- _INSTRUCTIONS TO FOLLOW_:
Although the entries contain pictures, only their words should be duplicated exactly.
■ ■ ■ ■ ■ ■ ■
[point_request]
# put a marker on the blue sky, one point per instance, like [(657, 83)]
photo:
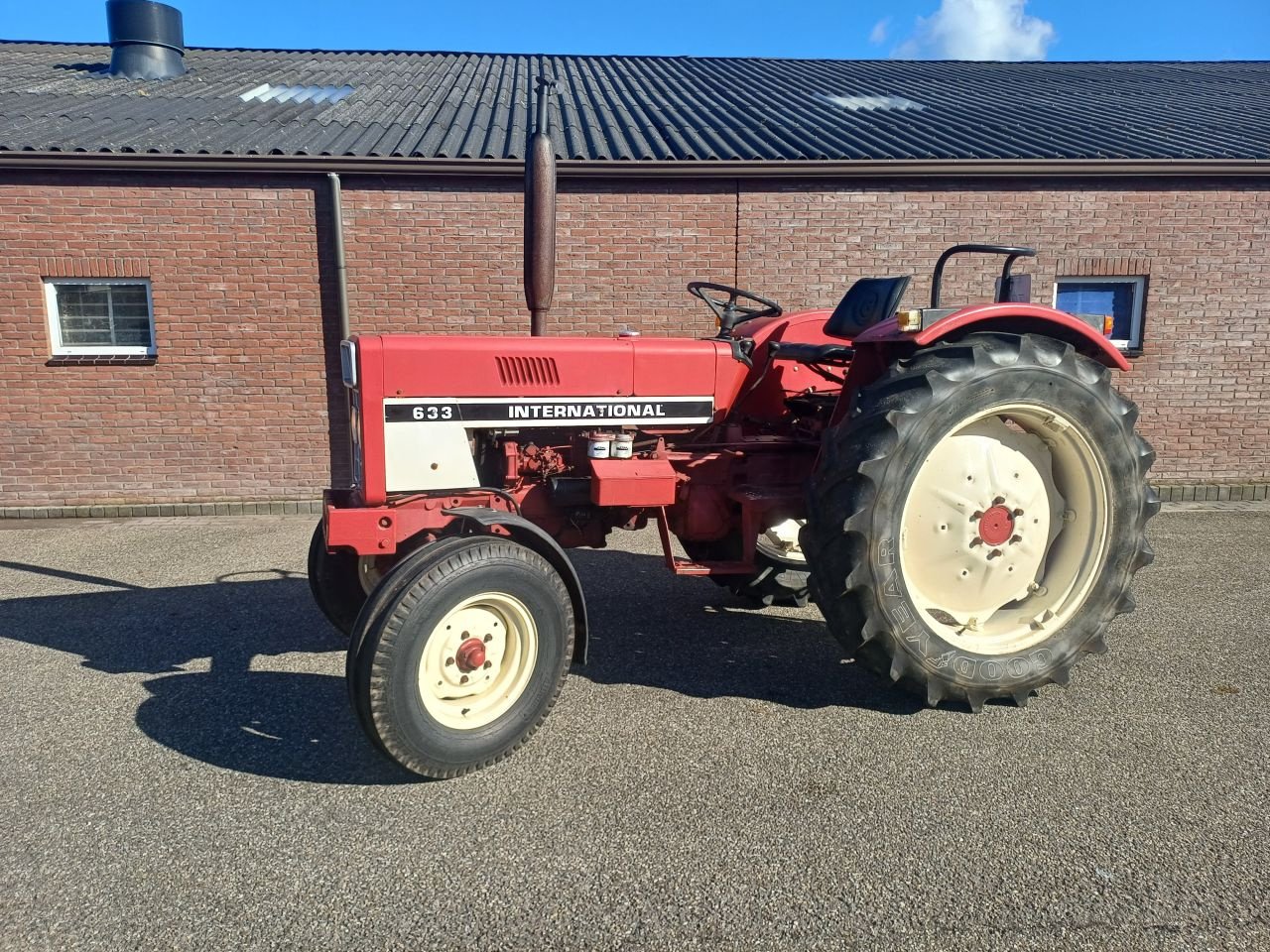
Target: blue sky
[(1006, 30)]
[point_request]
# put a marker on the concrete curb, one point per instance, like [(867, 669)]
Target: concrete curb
[(259, 507)]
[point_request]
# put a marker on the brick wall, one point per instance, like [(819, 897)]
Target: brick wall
[(236, 405), (1203, 382)]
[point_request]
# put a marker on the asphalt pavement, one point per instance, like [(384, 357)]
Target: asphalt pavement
[(180, 770)]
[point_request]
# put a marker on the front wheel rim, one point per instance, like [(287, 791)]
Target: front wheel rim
[(1005, 529), (477, 660)]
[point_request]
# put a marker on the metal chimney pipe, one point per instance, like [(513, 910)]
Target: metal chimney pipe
[(148, 40), (540, 189)]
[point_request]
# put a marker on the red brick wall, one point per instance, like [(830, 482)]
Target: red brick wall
[(1203, 382), (236, 405)]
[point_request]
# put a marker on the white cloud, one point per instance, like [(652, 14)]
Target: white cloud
[(978, 30)]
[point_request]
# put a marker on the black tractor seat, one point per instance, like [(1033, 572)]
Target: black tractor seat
[(810, 353)]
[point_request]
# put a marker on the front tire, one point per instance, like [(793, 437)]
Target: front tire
[(460, 661), (976, 521)]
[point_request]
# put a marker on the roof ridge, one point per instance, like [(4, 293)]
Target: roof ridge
[(1024, 63)]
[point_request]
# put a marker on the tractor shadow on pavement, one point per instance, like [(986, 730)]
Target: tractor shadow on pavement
[(225, 655), (243, 666), (694, 638)]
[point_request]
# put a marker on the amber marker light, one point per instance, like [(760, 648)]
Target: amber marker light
[(908, 321)]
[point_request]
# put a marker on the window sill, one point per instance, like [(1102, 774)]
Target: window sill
[(100, 359)]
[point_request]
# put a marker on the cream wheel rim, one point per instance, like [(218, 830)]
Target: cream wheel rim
[(1005, 529), (781, 540), (477, 660)]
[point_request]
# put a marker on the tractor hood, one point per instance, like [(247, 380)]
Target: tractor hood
[(416, 366)]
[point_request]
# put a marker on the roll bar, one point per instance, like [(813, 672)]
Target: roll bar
[(1011, 254)]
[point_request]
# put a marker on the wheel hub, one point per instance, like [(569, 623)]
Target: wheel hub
[(470, 655), (477, 660), (997, 526)]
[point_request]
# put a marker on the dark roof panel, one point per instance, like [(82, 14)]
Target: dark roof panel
[(636, 108)]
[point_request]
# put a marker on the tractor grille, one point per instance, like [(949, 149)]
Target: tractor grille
[(527, 371)]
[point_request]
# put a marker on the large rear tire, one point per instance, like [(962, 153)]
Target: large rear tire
[(461, 654), (976, 521)]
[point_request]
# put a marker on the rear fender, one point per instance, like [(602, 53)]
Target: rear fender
[(878, 347), (1003, 317), (530, 536)]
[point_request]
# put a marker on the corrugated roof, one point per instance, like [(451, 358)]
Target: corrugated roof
[(58, 96)]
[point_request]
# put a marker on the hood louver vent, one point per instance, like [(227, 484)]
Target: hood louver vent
[(527, 371)]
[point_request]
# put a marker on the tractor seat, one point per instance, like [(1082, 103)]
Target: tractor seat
[(810, 353), (867, 302)]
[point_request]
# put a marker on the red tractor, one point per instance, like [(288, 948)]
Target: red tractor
[(959, 490)]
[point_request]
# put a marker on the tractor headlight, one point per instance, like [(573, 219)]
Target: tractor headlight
[(348, 363)]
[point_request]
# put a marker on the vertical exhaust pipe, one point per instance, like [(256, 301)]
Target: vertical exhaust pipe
[(148, 40), (540, 212)]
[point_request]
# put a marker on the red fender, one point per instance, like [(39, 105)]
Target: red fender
[(1008, 317)]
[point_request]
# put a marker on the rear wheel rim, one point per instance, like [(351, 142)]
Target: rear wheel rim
[(1005, 529), (465, 688)]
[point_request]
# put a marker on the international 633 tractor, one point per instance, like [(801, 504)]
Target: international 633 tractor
[(959, 490)]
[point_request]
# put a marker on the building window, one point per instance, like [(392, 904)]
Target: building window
[(112, 317), (1119, 298)]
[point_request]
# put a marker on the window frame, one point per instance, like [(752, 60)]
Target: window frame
[(1133, 344), (55, 321)]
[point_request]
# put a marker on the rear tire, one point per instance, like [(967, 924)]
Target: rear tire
[(461, 654), (978, 520)]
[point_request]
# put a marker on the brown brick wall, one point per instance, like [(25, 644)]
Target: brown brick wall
[(236, 404)]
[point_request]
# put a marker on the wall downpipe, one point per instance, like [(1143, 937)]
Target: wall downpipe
[(336, 230)]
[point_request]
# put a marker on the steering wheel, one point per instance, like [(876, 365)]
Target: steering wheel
[(729, 311)]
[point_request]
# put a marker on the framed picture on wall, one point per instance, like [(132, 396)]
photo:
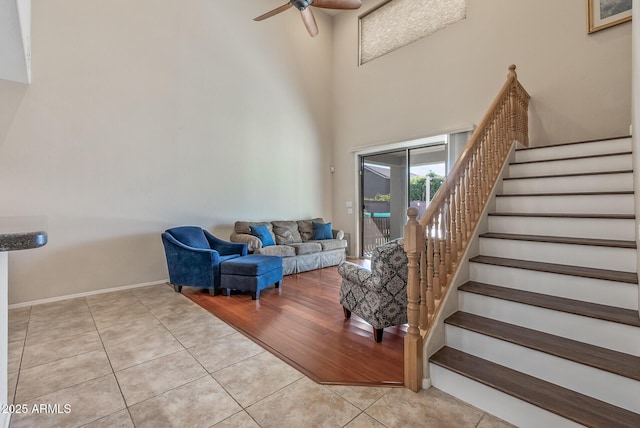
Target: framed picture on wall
[(607, 13)]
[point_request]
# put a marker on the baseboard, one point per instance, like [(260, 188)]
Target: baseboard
[(85, 294)]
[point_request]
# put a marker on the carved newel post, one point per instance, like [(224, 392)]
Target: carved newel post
[(413, 246)]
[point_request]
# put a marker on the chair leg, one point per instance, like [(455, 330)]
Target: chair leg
[(347, 313)]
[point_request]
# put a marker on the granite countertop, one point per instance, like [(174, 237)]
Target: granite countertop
[(22, 233)]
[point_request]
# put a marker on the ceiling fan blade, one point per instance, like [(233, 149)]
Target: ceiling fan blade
[(273, 12), (337, 4), (310, 22)]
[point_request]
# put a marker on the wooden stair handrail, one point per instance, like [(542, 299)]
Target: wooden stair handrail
[(436, 243)]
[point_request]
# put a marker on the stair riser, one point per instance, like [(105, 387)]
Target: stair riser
[(569, 227), (610, 293), (572, 166), (619, 337), (613, 258), (579, 183), (571, 150), (568, 374), (504, 406), (573, 204)]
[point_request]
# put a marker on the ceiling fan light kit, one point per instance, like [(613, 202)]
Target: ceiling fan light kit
[(307, 15)]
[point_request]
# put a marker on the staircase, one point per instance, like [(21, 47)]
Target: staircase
[(547, 331)]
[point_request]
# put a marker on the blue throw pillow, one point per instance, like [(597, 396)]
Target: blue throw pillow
[(262, 232), (322, 231)]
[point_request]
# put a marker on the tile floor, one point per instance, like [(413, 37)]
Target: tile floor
[(149, 357)]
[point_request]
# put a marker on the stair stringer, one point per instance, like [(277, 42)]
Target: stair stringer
[(435, 338)]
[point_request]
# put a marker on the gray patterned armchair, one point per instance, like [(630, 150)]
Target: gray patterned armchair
[(379, 295)]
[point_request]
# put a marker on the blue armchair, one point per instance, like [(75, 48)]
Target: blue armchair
[(194, 256)]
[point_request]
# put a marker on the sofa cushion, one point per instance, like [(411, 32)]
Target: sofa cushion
[(277, 250), (262, 232), (322, 231), (286, 232), (305, 227), (332, 244), (306, 247)]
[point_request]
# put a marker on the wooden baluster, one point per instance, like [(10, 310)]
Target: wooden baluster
[(443, 251), (424, 311), (449, 235), (413, 346), (430, 272), (459, 221), (462, 188), (436, 256), (476, 186), (467, 205)]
■ ■ ■ ■ ■ ■ ■
- _ANSWER_:
[point_request]
# put a marker on the blue sky, one point per instance, like [(657, 83)]
photo:
Target: blue sky
[(1006, 30)]
[point_request]
# put a marker on the concrete curb, one point per instance, like [(867, 669)]
Target: concrete curb
[(259, 507)]
[point_request]
# put a marker on the brick wall, one point per instance, like [(819, 897)]
Target: brick wall
[(236, 405), (1203, 382)]
[point_request]
# put a marker on the asphalt pavement, one point per instance, like [(384, 357)]
Target: asphalt pavement
[(180, 770)]
[point_request]
# put a marker on the front wheel rim, one point per instance, like [(287, 791)]
Target: front wheel rim
[(1005, 529), (477, 660)]
[point_request]
# put a marker on the metal chimney pipe, one point per instance, like [(513, 910)]
Target: metal chimney pipe
[(148, 40), (540, 189)]
[point_request]
# put a marker on the red brick wall, one point per instance, like [(830, 482)]
Target: red brick wall
[(1203, 382), (236, 405)]
[point_request]
# put a marker on the white cloud, one point per instance, like [(652, 14)]
Target: white cloud
[(978, 30)]
[point_request]
# put a marker on the black tractor seat, one point per instance, like [(1033, 572)]
Target: black tractor seat
[(810, 353)]
[point_request]
# put a marker on the front tire, one point per instance, like [(793, 437)]
Target: front tire
[(460, 661), (976, 521)]
[point_request]
# put a marker on the roof ridge, one point per instance, like [(4, 293)]
Target: roof ridge
[(1024, 63)]
[point_request]
# put a marker on the tractor shadow on pavement, one point per instance, like [(986, 730)]
Target: tractor shadow on pavement
[(225, 655), (243, 666), (694, 638)]
[point_request]
# put a marker on the amber marker light, one point per instance, like [(760, 648)]
Target: amber marker light
[(908, 321)]
[point_request]
# put a marker on the window sill, one point per instance, like [(1102, 774)]
Target: window sill
[(100, 359)]
[point_request]
# put a marker on the cream wheel rim, one point per instance, like [(218, 830)]
Target: cream wheel rim
[(1005, 529), (781, 540), (477, 660)]
[point_request]
# put a marker on the tractor hood, one point per instance, like [(247, 380)]
Target: tractor hood
[(416, 366)]
[point_request]
# put a marker on the roll bar, one point per instance, like [(813, 672)]
Target: roll bar
[(1011, 254)]
[point_request]
# put a marker on the wheel hub, one point per instance, like [(569, 623)]
Target: wheel hub
[(470, 655), (477, 660), (997, 526)]
[point_request]
# put a marker on the dark roof panel, one point per instance, like [(82, 14)]
Target: dark roof panel
[(636, 108)]
[point_request]
# put a marker on the tractor grille, one point per instance, like [(949, 149)]
Target: tractor grille
[(527, 371)]
[point_request]
# put a marker on the large rear tire, one point per instance, like [(962, 153)]
Target: large rear tire
[(461, 654), (976, 521)]
[point_request]
# put a marker on the rear fender, one point per instance, like [(602, 53)]
Target: rear fender
[(878, 347), (1003, 317), (530, 536)]
[point_request]
# put a marker on the corrugated roof, one point per instance, like [(451, 358)]
Target: corrugated roof
[(58, 96)]
[point_request]
# put a marker on the hood louver vent, one point per instance, like [(227, 484)]
Target: hood louver vent
[(527, 371)]
[point_request]
# put a marker on the tractor seat, one point per instance, like [(1082, 103)]
Target: tractor seat
[(810, 353), (867, 302)]
[point_request]
# put a marker on the red tractor, one point per instance, like [(288, 948)]
Target: red tractor
[(959, 490)]
[point_request]
# put a marker on the tractor headlight, one point per instance, like [(573, 219)]
Target: tractor headlight
[(348, 363)]
[point_request]
# put a marker on the vertical exhaust pipe, one point per instance, like [(256, 301)]
Target: vertical exhaust pipe
[(148, 40), (540, 212)]
[point_request]
# put a marker on the red fender, one point per instance, like [(39, 105)]
Target: red fender
[(1008, 317)]
[point_request]
# put a marker on the rear wheel rim, one point per instance, like [(351, 142)]
Target: rear wheel rim
[(1005, 529), (465, 688)]
[point_request]
# put a marker on the international 633 tractor, one point per instance, like [(801, 504)]
Target: international 633 tractor
[(959, 490)]
[point_request]
# put a marker on the building window, one point per instance, like [(392, 904)]
Target: building window
[(112, 317), (1119, 298)]
[point_request]
# put a marker on the window frame, one point per instance, like [(752, 60)]
Target: window frame
[(1133, 344), (55, 321)]
[point_request]
# put a marker on the rear tire, one point per instance, like [(967, 924)]
Target: rear tire
[(461, 654), (978, 520)]
[point_request]
# put a marker on the brown brick wall, one point per instance, like [(25, 644)]
Target: brown brick wall
[(236, 404)]
[point_request]
# put a marker on the wall downpipe, one point per instance, like [(1143, 937)]
Target: wall downpipe
[(336, 230)]
[point_request]
# put a marker on the steering wheel, one point per instance, like [(876, 365)]
Target: steering wheel
[(729, 311)]
[point_request]
# put a marker on the framed picture on wall, one point per instance, like [(132, 396)]
photo:
Target: framed picture on wall
[(607, 13)]
[point_request]
# put a marker on the baseboard, one point per instance, like [(260, 188)]
Target: baseboard
[(85, 294)]
[point_request]
# put a marker on the carved newel post, one point per instance, like [(224, 392)]
Target: carved newel post
[(413, 246)]
[point_request]
# put a marker on the chair leg, one point per instance, like [(455, 330)]
Target: chair leg
[(347, 313)]
[point_request]
# put a marker on the granite countertop, one point per instance, like [(174, 237)]
Target: granite countertop
[(22, 233)]
[point_request]
# put a marker on the ceiling fan blade, one point per instance, like [(233, 149)]
Target: ceiling fan blade
[(273, 12), (337, 4), (310, 22)]
[point_request]
# put a marker on the wooden stair handrail, one point per instance, like [(542, 299)]
Target: wooden stair handrail
[(436, 243)]
[point_request]
# put a marker on the stair riser, one point per instance, like [(105, 387)]
Target: stair riser
[(569, 227), (610, 293), (572, 166), (619, 337), (613, 258), (579, 183), (571, 150), (568, 374), (504, 406), (573, 204)]
[point_request]
# put a marker on the ceiling fan light kit, one point per instance, like [(613, 202)]
Target: ceiling fan light kit
[(307, 15)]
[point_request]
# put a marker on the staircase, one point per instance, like [(21, 47)]
Target: staircase
[(547, 331)]
[point_request]
# put a marker on the blue throw pillow, one point per instance, like [(597, 396)]
Target: blue throw pillow
[(262, 232), (322, 231)]
[point_request]
# put a marker on the tile floor, one point per instance, like [(413, 37)]
Target: tile floor
[(149, 357)]
[point_request]
# put a marker on the stair stringer, one point per instance, like [(277, 42)]
Target: stair stringer
[(435, 338)]
[point_request]
# put a marker on the gray patterned armchair, one point per instance, like [(630, 150)]
Target: gray patterned armchair
[(379, 295)]
[point_request]
# put a marker on the blue armchair, one point per instance, like [(75, 48)]
Target: blue armchair
[(194, 256)]
[point_request]
# put a marker on the sofa cushion, one point per instance, like [(411, 32)]
Target: sofa cushion
[(277, 250), (262, 232), (322, 231), (286, 232), (305, 227), (332, 244), (306, 247)]
[point_request]
# put a marker on the wooden baluster, one point per instance, like [(10, 310)]
Target: wooden baluster
[(443, 251), (424, 311), (449, 235), (413, 346), (430, 272), (459, 221), (462, 188), (436, 256), (476, 186), (467, 205)]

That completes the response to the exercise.